• [Your objective]
Copy all records verbatim.
-- Start Dataset rows --
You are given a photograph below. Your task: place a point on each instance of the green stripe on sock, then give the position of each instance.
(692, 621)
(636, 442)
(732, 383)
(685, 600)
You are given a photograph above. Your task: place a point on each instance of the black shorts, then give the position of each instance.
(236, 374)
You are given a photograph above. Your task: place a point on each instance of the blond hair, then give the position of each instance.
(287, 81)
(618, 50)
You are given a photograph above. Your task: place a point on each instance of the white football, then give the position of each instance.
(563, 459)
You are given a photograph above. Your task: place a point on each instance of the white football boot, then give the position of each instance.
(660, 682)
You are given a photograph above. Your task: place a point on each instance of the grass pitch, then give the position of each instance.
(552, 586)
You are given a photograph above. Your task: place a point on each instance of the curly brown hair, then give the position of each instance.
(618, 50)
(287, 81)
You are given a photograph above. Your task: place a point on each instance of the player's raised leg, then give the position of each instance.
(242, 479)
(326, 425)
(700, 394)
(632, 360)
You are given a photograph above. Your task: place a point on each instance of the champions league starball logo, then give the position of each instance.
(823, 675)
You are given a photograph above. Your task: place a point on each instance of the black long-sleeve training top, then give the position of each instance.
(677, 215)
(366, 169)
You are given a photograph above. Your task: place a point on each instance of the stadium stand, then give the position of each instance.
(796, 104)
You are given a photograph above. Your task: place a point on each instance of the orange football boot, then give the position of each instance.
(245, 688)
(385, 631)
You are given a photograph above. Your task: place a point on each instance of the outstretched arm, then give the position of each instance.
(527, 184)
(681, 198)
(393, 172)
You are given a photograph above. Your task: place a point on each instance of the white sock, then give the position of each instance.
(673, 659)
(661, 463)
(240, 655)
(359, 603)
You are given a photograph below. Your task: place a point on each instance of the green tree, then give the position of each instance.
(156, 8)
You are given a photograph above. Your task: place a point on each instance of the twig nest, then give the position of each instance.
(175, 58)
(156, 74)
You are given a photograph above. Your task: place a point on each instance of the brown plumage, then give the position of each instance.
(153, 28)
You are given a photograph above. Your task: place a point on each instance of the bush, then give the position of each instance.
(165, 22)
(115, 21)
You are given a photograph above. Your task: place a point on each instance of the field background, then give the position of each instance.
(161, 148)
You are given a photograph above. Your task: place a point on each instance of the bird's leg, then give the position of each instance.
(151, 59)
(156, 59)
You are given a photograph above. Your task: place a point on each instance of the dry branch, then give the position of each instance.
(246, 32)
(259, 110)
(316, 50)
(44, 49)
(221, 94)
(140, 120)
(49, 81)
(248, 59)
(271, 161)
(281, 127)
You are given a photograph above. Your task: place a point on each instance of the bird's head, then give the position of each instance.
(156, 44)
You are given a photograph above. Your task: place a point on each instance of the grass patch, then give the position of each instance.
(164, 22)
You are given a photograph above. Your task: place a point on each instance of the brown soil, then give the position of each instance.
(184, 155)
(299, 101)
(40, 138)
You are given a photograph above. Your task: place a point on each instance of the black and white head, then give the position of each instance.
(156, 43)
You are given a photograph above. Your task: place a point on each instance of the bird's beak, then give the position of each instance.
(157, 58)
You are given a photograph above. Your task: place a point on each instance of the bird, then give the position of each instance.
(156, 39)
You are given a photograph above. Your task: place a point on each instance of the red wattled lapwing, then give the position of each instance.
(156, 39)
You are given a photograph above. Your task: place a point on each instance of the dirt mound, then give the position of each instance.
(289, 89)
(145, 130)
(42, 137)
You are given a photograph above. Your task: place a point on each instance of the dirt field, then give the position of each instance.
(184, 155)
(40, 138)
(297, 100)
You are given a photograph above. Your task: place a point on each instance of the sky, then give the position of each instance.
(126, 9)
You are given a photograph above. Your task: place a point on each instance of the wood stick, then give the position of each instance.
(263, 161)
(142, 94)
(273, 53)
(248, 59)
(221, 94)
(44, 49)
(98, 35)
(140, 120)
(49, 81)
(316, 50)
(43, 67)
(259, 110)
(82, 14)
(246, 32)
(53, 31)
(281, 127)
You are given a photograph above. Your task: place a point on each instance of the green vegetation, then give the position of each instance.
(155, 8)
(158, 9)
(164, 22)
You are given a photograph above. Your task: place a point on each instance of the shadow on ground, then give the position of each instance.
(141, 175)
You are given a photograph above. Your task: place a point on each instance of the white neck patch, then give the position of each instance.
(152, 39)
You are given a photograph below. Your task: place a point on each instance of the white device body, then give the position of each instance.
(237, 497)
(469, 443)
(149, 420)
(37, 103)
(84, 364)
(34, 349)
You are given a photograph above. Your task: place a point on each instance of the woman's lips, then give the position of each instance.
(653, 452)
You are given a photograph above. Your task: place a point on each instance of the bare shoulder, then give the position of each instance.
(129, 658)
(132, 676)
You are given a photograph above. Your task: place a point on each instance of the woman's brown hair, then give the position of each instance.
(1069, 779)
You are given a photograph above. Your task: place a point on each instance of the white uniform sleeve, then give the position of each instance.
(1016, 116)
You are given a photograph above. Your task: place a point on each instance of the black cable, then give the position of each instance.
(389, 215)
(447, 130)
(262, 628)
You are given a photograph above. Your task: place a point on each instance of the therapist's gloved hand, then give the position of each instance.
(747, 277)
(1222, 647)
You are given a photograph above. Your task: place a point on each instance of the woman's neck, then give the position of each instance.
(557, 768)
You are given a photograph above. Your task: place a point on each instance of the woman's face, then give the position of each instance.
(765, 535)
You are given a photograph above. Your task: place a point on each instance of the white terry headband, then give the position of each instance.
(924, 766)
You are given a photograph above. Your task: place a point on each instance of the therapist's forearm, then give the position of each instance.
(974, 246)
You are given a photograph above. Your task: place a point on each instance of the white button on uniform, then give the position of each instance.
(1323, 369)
-- End Dataset rows --
• [Worked solution]
You are given a photograph below. Your task: place a point on each instance of the green stripe on sock, then give the position of each instance.
(692, 621)
(636, 442)
(732, 383)
(685, 600)
You are given a photograph above. Your task: place a point on each instance of the black shorts, then give the position of each instance.
(236, 374)
You are given a photograph above. Your task: place a point on each instance of the blond hair, then give the position of each instance.
(287, 81)
(618, 50)
You are given a photograph above. Your task: place a point on each instance of the white football, then give the position of each instance.
(563, 459)
You are given a photograph above. Your task: place a point on each instance of the white football boot, then give the position of each instance.
(660, 682)
You are given a photograph above. Your task: place a point on each instance of the grass pitch, then give the position of each instance.
(552, 586)
You are given a photograph above. Your task: place a point on each instance of the curly brown hair, then give the position of each instance.
(618, 50)
(287, 81)
You are given a photograph above. Your task: place a point on each instance of the player's raised leg, then give the position of each instance.
(242, 479)
(326, 425)
(700, 394)
(632, 360)
You are given a photograph above. Your task: place a point on each instance of the champions league starball logo, then give the position of each instance.
(823, 675)
You are given a photograph above. Your task: place a point on each instance of the black long-sleeve training top, then give the position of each instance.
(677, 215)
(366, 169)
You are given a photograph above. Your task: place a point on each instance of the stadium stand, then give the position of each instance.
(796, 104)
You are given a photograph above. Your task: place a point on each instance of the orange football boot, then give the position of each instance.
(245, 688)
(385, 631)
You are given a photograph above. Your task: place a point on each instance of the outstretched arm, then give the position of each instance.
(527, 184)
(681, 198)
(393, 172)
You are given a photograph above. Your task: place a point on each instance of the white sock, then give the position of each instance.
(673, 659)
(661, 463)
(240, 655)
(359, 603)
You are given a photograph below. Your task: place a point on each instance of the green tree, then give the position of each instance.
(156, 8)
You are given a photograph above. Your task: place a point on each instance of the twig nest, then give the position of each instance.
(175, 58)
(156, 74)
You are given a photograph above. Your task: place a point on each instance of the brown plumage, then give the position of each instance.
(153, 28)
You are given a photograph above. Your task: place a point on each instance of the bush, then give the position of each instance.
(165, 22)
(115, 21)
You are given a photograph above. Your task: place a point on each instance of the field background, then give the position of each instance.
(161, 148)
You are given a photograph above. Your task: place a point on each instance of the bird's leg, then give the position of each instance.
(151, 59)
(156, 59)
You are given a photograph above. Your task: place a point on each instance of the dry branch, then give the position of each instance.
(246, 32)
(259, 110)
(316, 50)
(44, 49)
(221, 94)
(140, 120)
(49, 81)
(248, 59)
(271, 161)
(281, 127)
You are given a photograph above. Your task: place a point on each instance of the bird's head, then give the position of each instance.
(156, 44)
You are given a photograph above. Your task: place a point on each instance of the grass patch, then give the position of each instance.
(164, 22)
You are given a photograph above. Your task: place a point on each instance of the brown soil, then give the position of each instance.
(184, 155)
(299, 101)
(40, 138)
You are given a photograph above. Your task: place a point on each instance of the black and white head, then give the position of each instance.
(156, 43)
You are given a photograph above. Your task: place a point on each instance of the bird's beak, then give the position of each instance.
(157, 58)
You are given a photograph above. Your task: place a point on each instance of the bird, then give the position of each instance.
(156, 39)
You are given a photograph above. Your task: place a point on each instance of the red wattled lapwing, then give the position of each instance.
(156, 39)
You are given a photograph above. Your task: place a point on each instance of the dirt mound, then give the position of each instance.
(289, 89)
(145, 130)
(42, 137)
You are given a photograph above. Your task: place a point on each instance of the dirt field, then give the position of each instance.
(184, 155)
(40, 138)
(297, 100)
You are given a photograph above. Your task: place a point on each instance of the sky, then give the position of each instance.
(126, 9)
You are given a photograph above. Your task: place a point on each instance of the wood stick, then give the position of each instance.
(263, 161)
(142, 94)
(273, 53)
(248, 59)
(221, 94)
(44, 49)
(98, 35)
(140, 120)
(49, 81)
(316, 50)
(43, 67)
(259, 110)
(82, 14)
(246, 32)
(53, 31)
(281, 127)
You are given a photograph above. Your task: place a point on each instance of the green vegetation, then give the position of each instance.
(155, 8)
(158, 9)
(164, 22)
You are given a photograph above. Your task: place a point on each instance of the shadow on ground, then give the position of each instance.
(141, 175)
You are given a photograph above. Your task: place a point on each instance of the white neck patch, then give the position of each instance.
(152, 39)
You are given a photograph below. Your task: place a point on each instance of the white device body, then give the position of each instance.
(237, 497)
(469, 443)
(149, 420)
(37, 103)
(84, 364)
(34, 349)
You are given a photograph above. Your task: place a point on each instance of the woman's lips, then give the position of each instance.
(653, 452)
You are given a photograph above. Your task: place a point on each instance of the bare shoulder, then give the position of each instance.
(129, 658)
(132, 676)
You are given a photograph above. Your task: place a point on each instance of the woman's brown hair, then give the position of each instance.
(1069, 779)
You are given a photograph above. Your task: place a point on each instance of the white uniform sleeve, then give the position of each instance.
(1016, 116)
You are given a photograph above. Your task: place a point on each instance of the black cable, then give the position of each instance.
(389, 215)
(447, 130)
(262, 628)
You are given a photograph above. Your task: place a point on each instance of the therapist's gloved hand, then give the position of each instance.
(747, 277)
(1222, 647)
You are given a photograph above. Your task: place a point on each instance of the woman's neck, then give the position of each instance.
(557, 768)
You are given a photograph above. Your task: place a point on each instance of the woman's face, then give the position of each instance.
(765, 535)
You are given a photograph above. Your task: place a point on each instance of the white terry headband, then give the position of each instance.
(924, 766)
You are given a photograph above. Your task: place a point on each instance of the therapist's forearm, then give the position of each instance.
(974, 246)
You are given a photograph above. Your task: place a point on each instance of the white button on uniform, then give the position of each instance.
(1323, 369)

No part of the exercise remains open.